* **RECORDS**:
○ ○ ○ ○ ○

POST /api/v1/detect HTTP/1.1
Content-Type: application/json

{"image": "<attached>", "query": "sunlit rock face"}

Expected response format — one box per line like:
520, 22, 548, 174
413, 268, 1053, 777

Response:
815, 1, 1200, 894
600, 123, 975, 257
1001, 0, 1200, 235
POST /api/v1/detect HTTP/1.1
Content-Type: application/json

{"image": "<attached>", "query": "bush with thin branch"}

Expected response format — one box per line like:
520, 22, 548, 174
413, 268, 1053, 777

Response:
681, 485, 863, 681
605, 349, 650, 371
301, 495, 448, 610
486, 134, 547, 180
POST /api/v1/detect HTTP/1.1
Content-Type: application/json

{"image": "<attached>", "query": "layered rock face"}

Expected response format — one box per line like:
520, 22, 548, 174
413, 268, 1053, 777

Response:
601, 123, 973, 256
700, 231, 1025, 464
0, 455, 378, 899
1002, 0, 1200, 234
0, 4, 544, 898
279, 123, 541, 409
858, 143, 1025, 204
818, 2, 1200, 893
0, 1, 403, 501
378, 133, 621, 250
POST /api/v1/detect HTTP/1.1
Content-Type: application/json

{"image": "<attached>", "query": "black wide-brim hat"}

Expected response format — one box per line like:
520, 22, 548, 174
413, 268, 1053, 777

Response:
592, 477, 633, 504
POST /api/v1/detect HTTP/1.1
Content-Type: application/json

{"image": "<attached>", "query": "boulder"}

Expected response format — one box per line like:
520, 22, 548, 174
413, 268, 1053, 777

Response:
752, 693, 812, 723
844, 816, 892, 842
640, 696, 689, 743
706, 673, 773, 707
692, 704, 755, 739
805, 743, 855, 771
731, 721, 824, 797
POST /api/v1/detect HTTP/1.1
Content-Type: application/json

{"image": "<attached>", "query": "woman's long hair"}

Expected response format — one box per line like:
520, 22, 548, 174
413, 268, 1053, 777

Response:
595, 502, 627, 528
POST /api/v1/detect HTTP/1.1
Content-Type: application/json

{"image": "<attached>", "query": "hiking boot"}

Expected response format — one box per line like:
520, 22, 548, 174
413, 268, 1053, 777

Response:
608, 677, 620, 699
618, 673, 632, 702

○ ○ ○ ○ ○

* **TASK**: From the first line to the last, copy every record exactly.

* **ANSWER TO THE EXERCISE**:
POST /api/v1/detect HTTP/1.1
Content-Type: application/json

{"image": "<attached>", "query": "sunlit rock face"}

Expected response format — one box per line like:
520, 22, 548, 174
413, 268, 1053, 777

Response:
815, 1, 1200, 894
600, 123, 975, 257
1001, 0, 1200, 235
POST /api/v1/detect HTTP/1.1
Content-Type: application/json

{"image": "<attached>", "query": "bush with thin branch"}

Expected response format — one box per line like:
520, 22, 548, 174
413, 268, 1053, 777

Response:
681, 485, 863, 681
605, 349, 650, 371
301, 495, 448, 610
486, 134, 547, 180
POST /api/v1/detect HTTP/1.1
Content-Type: application/json

{"image": "<attached>", "query": "layered rock face"}

Expected response format — one box per line like:
520, 22, 548, 174
413, 268, 1053, 777

Response:
601, 123, 973, 256
700, 231, 1025, 464
0, 455, 378, 899
1002, 0, 1200, 234
0, 4, 544, 898
279, 123, 541, 409
858, 143, 1025, 204
818, 2, 1200, 893
0, 1, 403, 501
378, 133, 621, 250
POST /api/v1/detect HTTP/1.1
Content-Type: application/json

{"image": "<attached>", "query": "black wide-brim hat"}

Expected response format — one box per line like:
520, 22, 548, 174
413, 268, 1053, 777

Response:
592, 477, 633, 504
POST /api/v1/detect HTTP/1.1
Content-Type: application/json

{"image": "<attached>", "query": "boulder"}

Expected response format — one box per line like:
520, 22, 548, 174
413, 268, 1053, 777

Response:
752, 693, 812, 723
844, 816, 892, 842
640, 696, 689, 743
706, 673, 773, 707
692, 704, 755, 739
805, 743, 855, 771
731, 721, 824, 797
POST /api/v1/detect HTTP/1.1
Content-Type: application/json

{"image": "<attached>", "query": "woman's long hair"}

Expected response format — one box per line like:
520, 22, 548, 174
413, 268, 1053, 777

Response:
595, 502, 627, 528
POST /api/v1/detect HTTP/1.1
Content-Type: application/json

{"image": "<attached>", "query": "hiking boot"}

Expected response format — one box per line like:
520, 22, 548, 174
413, 268, 1053, 777

Response:
608, 677, 620, 699
618, 673, 632, 702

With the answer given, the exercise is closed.